Render everything from the start of the entries down to and including the line that contains "256,154 -> 281,174" as a Markdown table with the columns n and Line, giving each line's row number and its text and leaving out blank lines.

* BEGIN RECORDS SUPPLIED *

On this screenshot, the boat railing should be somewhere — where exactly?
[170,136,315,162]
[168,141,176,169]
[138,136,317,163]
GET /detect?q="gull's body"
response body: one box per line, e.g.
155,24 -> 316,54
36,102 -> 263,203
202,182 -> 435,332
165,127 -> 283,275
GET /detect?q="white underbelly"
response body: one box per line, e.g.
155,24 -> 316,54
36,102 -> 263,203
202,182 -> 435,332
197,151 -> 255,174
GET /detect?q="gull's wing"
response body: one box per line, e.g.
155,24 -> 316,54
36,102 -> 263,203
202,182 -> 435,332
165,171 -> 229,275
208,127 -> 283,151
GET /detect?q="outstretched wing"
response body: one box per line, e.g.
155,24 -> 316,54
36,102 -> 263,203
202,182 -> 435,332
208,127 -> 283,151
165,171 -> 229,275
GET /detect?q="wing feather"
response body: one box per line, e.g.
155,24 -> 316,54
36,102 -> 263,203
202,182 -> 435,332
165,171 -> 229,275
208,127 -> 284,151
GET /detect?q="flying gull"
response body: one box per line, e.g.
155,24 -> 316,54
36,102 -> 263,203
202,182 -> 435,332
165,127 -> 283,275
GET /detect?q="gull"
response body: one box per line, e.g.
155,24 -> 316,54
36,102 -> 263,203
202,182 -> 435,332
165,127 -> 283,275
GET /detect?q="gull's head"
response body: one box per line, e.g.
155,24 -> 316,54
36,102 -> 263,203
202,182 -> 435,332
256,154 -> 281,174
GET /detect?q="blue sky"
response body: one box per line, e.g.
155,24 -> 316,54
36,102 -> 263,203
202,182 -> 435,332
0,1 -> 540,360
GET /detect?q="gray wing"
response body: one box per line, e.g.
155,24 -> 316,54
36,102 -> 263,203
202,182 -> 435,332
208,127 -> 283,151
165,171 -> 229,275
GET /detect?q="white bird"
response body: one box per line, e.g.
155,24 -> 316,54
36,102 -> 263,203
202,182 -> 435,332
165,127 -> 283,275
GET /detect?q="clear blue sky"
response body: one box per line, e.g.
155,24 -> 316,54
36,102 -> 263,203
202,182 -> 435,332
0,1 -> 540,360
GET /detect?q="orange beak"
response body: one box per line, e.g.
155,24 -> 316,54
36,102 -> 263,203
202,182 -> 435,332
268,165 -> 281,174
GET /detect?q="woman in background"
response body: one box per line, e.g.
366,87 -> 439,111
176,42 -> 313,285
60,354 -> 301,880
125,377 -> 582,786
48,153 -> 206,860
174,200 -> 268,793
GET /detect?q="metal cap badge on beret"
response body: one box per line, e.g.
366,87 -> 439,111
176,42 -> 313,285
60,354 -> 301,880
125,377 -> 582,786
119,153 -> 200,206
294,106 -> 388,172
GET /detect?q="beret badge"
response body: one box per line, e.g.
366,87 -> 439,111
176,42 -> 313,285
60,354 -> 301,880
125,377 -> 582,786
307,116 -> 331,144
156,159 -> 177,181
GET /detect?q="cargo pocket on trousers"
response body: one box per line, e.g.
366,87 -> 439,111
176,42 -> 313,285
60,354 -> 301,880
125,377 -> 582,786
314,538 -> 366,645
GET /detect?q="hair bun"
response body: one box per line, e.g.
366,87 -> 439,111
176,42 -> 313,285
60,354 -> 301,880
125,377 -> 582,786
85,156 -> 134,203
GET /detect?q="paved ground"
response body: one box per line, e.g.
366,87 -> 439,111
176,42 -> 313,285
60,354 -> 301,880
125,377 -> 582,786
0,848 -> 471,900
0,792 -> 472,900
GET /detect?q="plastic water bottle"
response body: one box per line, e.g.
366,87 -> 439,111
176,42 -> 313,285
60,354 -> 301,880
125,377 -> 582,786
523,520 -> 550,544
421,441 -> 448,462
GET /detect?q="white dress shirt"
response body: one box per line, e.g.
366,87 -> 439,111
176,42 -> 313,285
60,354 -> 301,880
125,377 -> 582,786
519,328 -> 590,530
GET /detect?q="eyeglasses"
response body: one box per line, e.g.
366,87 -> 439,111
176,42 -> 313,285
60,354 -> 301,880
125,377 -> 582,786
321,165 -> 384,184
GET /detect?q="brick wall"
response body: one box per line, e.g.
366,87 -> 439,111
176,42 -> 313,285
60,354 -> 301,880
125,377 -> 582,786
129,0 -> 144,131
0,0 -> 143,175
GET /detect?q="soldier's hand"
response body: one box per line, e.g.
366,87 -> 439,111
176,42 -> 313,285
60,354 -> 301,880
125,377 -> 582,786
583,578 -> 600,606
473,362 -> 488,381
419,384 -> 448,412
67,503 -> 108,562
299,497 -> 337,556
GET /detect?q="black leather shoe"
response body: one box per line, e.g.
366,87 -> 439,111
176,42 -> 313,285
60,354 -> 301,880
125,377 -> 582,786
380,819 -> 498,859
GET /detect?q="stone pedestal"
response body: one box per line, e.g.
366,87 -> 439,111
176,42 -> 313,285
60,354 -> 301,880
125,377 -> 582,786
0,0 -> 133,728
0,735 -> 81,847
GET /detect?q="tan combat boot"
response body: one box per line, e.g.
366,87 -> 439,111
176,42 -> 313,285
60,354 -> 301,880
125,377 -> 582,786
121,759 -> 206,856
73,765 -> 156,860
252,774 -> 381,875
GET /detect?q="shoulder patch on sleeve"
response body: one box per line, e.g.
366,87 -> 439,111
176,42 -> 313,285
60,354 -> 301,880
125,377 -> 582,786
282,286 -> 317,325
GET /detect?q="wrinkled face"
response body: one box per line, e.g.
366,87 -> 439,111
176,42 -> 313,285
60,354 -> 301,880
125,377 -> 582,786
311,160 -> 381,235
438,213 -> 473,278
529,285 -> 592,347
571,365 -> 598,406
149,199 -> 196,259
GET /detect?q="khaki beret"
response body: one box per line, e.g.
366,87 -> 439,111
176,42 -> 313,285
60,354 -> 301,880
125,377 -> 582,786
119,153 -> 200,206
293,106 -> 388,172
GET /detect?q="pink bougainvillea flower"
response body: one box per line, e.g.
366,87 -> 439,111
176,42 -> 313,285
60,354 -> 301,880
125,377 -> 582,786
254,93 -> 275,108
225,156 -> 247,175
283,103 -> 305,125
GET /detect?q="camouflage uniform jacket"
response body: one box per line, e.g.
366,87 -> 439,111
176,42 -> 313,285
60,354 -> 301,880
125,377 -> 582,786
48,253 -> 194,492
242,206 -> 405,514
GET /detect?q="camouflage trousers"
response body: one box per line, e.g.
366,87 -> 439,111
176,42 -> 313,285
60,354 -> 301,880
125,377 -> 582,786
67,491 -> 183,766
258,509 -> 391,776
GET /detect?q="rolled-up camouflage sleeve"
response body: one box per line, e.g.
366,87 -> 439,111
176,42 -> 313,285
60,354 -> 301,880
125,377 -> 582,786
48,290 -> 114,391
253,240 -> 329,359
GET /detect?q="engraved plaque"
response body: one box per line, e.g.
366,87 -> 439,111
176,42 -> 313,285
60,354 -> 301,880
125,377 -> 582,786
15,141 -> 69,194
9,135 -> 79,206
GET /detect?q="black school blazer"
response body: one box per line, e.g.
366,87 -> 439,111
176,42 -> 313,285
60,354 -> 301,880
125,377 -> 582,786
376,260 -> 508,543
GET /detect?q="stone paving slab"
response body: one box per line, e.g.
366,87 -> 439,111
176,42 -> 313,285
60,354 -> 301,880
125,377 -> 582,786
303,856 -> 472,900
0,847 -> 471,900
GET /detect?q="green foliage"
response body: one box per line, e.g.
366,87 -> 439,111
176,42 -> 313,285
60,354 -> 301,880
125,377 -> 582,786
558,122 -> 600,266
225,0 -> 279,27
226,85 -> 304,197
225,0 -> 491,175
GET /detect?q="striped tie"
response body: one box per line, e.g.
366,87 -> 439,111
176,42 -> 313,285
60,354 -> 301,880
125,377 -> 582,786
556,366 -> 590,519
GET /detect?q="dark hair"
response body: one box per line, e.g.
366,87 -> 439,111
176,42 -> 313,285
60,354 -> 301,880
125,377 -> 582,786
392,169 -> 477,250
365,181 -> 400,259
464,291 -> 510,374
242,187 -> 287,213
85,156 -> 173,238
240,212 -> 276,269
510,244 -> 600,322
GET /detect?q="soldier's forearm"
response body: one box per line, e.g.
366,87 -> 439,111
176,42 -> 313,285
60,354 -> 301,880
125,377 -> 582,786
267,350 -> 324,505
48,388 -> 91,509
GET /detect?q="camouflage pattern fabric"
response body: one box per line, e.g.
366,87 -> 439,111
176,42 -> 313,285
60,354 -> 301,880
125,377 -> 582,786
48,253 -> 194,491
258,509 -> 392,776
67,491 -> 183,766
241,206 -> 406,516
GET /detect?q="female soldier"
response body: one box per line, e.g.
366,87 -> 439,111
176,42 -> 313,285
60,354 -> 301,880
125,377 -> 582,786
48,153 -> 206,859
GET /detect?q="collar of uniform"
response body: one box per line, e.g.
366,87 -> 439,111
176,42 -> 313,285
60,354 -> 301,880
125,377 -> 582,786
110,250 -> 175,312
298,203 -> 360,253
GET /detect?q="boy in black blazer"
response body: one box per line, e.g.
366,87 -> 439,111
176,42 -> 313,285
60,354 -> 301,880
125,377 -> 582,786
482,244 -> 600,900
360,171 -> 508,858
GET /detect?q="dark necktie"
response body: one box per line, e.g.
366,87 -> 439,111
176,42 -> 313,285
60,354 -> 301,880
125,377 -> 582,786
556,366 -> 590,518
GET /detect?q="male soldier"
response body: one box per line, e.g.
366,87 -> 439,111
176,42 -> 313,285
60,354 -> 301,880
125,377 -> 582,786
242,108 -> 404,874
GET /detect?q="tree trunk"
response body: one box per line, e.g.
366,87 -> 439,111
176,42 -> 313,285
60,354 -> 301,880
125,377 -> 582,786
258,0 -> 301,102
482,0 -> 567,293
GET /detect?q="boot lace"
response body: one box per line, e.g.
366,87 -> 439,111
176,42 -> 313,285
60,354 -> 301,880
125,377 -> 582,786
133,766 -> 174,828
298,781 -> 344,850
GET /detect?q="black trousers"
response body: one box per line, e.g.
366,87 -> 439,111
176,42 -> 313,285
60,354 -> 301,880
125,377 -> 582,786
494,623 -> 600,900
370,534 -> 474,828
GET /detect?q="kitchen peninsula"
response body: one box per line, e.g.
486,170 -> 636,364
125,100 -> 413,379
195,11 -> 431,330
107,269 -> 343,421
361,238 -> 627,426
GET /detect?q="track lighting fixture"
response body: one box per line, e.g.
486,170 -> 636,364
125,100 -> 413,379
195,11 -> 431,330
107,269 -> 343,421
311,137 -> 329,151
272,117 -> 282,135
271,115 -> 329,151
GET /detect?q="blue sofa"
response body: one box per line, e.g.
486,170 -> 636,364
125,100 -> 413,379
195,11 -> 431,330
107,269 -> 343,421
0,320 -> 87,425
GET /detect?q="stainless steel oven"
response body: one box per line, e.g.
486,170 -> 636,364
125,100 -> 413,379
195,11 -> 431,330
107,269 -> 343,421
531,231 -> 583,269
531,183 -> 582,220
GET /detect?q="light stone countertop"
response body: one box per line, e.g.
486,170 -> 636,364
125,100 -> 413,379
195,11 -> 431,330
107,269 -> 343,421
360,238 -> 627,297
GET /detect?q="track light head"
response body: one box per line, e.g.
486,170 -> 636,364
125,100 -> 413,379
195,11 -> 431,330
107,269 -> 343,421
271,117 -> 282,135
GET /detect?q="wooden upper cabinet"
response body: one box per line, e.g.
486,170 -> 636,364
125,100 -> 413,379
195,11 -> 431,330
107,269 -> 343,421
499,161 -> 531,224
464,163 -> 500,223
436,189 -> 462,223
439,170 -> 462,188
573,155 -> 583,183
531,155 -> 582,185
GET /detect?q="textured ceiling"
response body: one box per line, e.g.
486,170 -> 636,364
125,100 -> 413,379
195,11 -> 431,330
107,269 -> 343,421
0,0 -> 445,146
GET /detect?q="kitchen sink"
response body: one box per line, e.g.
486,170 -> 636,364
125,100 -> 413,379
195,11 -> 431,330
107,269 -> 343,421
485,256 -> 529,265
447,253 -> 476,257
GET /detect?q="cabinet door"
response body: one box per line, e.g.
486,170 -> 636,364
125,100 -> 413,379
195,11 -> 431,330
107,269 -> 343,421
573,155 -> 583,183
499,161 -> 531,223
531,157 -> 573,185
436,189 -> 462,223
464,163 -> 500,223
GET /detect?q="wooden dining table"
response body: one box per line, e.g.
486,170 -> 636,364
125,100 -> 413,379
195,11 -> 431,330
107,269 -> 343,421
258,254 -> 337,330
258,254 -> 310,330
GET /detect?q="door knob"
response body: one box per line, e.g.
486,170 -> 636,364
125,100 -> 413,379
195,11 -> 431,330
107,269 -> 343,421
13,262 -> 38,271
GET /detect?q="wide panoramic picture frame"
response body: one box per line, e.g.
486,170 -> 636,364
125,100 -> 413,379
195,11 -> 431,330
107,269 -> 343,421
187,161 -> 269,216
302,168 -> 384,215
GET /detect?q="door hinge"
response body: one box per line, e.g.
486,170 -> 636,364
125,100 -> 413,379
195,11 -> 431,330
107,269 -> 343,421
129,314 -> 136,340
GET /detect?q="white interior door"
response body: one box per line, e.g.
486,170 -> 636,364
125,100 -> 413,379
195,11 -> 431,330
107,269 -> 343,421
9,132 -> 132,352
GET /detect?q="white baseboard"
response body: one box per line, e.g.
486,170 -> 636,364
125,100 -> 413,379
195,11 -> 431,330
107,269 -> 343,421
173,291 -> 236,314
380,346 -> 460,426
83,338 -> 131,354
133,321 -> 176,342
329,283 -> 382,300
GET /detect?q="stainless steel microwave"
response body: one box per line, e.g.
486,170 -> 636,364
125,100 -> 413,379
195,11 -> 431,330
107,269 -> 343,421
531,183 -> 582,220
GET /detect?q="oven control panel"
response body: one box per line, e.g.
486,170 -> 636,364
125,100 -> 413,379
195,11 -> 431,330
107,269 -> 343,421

* END RECORDS SUPPLIED *

* _ANSWER TO THIS TASK_:
| n | Line |
|---|---|
| 1 | On this screenshot, the boat railing should be somewhere — where exactly? |
| 2 | [170,136,315,162] |
| 3 | [168,141,176,169] |
| 4 | [138,136,317,163] |
| 5 | GET /detect?q="gull's body" |
| 6 | response body: one box per line, e.g. |
| 7 | 155,24 -> 316,54 |
| 8 | 36,102 -> 263,203 |
| 9 | 202,182 -> 435,332 |
| 10 | 165,127 -> 283,275 |
| 11 | GET /detect?q="white underbelly" |
| 12 | response body: one box per line, e.g. |
| 13 | 155,24 -> 316,54 |
| 14 | 36,102 -> 263,203 |
| 15 | 202,182 -> 435,332 |
| 16 | 197,151 -> 255,174 |
| 17 | GET /detect?q="gull's wing" |
| 18 | response body: one box per line, e.g. |
| 19 | 155,24 -> 316,54 |
| 20 | 36,102 -> 263,203 |
| 21 | 202,182 -> 435,332 |
| 22 | 165,171 -> 229,275 |
| 23 | 208,127 -> 283,151 |
| 24 | GET /detect?q="outstretched wing" |
| 25 | response body: one box per line, e.g. |
| 26 | 155,24 -> 316,54 |
| 27 | 36,102 -> 263,203 |
| 28 | 202,182 -> 435,332 |
| 29 | 208,127 -> 283,151 |
| 30 | 165,171 -> 229,275 |
| 31 | GET /detect?q="wing feather" |
| 32 | response body: one box per line, e.g. |
| 33 | 155,24 -> 316,54 |
| 34 | 36,102 -> 263,203 |
| 35 | 202,182 -> 435,332 |
| 36 | 165,171 -> 229,275 |
| 37 | 208,127 -> 284,151 |
| 38 | GET /detect?q="flying gull" |
| 39 | response body: one box per line, e.g. |
| 40 | 155,24 -> 316,54 |
| 41 | 36,102 -> 263,203 |
| 42 | 202,182 -> 435,332 |
| 43 | 165,127 -> 283,275 |
| 44 | GET /detect?q="gull" |
| 45 | response body: one box per line, e.g. |
| 46 | 155,24 -> 316,54 |
| 47 | 36,102 -> 263,203 |
| 48 | 202,182 -> 435,332 |
| 49 | 165,127 -> 283,275 |
| 50 | GET /detect?q="gull's head" |
| 51 | response body: one box per line, e.g. |
| 52 | 155,24 -> 316,54 |
| 53 | 36,102 -> 263,203 |
| 54 | 202,182 -> 435,332 |
| 55 | 256,154 -> 281,174 |